> [GOAL OF THE EXERCISE] Reproduce the listing below word for word, from its first line through the line containing "box: [1692, 626, 2122, 1107]", and stop there.

> [RECORDS TO USE]
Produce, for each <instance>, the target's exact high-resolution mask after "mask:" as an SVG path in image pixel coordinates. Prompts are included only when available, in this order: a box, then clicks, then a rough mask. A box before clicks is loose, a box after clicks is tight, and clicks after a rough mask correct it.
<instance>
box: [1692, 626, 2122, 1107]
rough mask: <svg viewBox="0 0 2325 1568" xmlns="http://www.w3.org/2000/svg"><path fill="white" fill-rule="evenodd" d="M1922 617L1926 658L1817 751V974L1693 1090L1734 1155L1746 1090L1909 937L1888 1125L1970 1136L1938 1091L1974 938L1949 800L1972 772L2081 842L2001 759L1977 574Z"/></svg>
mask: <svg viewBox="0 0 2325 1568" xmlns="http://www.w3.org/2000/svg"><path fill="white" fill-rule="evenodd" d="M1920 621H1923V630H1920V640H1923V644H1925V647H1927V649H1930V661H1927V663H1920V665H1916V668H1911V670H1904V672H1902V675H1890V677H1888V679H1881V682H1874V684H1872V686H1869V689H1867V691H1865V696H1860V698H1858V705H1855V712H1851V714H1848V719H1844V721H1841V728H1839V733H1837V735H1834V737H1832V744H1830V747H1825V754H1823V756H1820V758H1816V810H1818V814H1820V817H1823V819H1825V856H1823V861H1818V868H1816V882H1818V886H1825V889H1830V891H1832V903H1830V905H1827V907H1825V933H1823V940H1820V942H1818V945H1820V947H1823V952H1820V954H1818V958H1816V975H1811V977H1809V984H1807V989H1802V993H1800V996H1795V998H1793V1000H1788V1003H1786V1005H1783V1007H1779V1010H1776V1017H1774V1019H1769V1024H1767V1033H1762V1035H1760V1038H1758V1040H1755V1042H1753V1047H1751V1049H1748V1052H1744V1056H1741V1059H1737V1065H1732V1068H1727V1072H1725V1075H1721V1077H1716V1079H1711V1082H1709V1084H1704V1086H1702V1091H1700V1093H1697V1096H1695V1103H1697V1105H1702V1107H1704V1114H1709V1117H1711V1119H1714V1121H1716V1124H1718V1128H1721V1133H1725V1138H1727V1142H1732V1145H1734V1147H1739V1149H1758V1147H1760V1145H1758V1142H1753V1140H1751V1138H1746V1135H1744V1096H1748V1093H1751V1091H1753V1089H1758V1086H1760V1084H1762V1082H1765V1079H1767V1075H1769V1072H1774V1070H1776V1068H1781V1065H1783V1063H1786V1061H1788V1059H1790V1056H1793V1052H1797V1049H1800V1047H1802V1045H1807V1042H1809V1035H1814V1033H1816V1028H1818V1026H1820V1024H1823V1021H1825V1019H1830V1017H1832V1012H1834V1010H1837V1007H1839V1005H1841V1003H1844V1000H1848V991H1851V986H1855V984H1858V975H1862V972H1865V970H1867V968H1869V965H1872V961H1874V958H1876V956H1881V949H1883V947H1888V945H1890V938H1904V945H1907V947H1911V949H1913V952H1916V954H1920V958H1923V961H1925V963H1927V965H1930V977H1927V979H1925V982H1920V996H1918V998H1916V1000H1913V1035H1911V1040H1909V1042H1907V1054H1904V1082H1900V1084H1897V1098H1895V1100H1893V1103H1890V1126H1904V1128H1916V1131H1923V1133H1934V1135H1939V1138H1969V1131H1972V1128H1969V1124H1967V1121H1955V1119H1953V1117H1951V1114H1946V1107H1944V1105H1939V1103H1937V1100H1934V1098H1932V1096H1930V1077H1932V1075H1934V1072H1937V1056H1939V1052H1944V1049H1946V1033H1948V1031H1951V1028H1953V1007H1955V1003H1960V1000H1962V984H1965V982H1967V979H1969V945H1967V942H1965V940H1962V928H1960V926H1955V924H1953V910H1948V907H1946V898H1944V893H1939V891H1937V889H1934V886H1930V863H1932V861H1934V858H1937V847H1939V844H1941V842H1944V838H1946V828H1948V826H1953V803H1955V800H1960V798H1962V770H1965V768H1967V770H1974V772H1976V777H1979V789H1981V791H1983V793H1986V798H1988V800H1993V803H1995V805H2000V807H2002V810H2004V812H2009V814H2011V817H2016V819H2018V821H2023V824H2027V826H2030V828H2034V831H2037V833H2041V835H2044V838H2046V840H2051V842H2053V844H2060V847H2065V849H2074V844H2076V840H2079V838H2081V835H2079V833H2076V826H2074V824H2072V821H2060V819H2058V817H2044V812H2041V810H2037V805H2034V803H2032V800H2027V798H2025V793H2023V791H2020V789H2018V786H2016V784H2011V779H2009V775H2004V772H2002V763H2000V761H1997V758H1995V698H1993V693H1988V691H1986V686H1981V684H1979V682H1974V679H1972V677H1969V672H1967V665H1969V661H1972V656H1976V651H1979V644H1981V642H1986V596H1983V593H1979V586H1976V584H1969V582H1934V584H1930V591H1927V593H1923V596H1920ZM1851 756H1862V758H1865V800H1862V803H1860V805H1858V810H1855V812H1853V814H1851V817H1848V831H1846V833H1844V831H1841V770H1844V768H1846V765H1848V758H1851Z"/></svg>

> [TASK RESULT]
Produce, for each <instance>, the target's exact high-resolution mask after "mask:" as an SVG path in image pixel coordinates. Prompts are included only when available, in this order: a box, then clicks, then a rough mask. A box before clicks is loose, a box after clicks is tight, and clicks after a rough mask correct it.
<instance>
box: [1692, 626, 2122, 1107]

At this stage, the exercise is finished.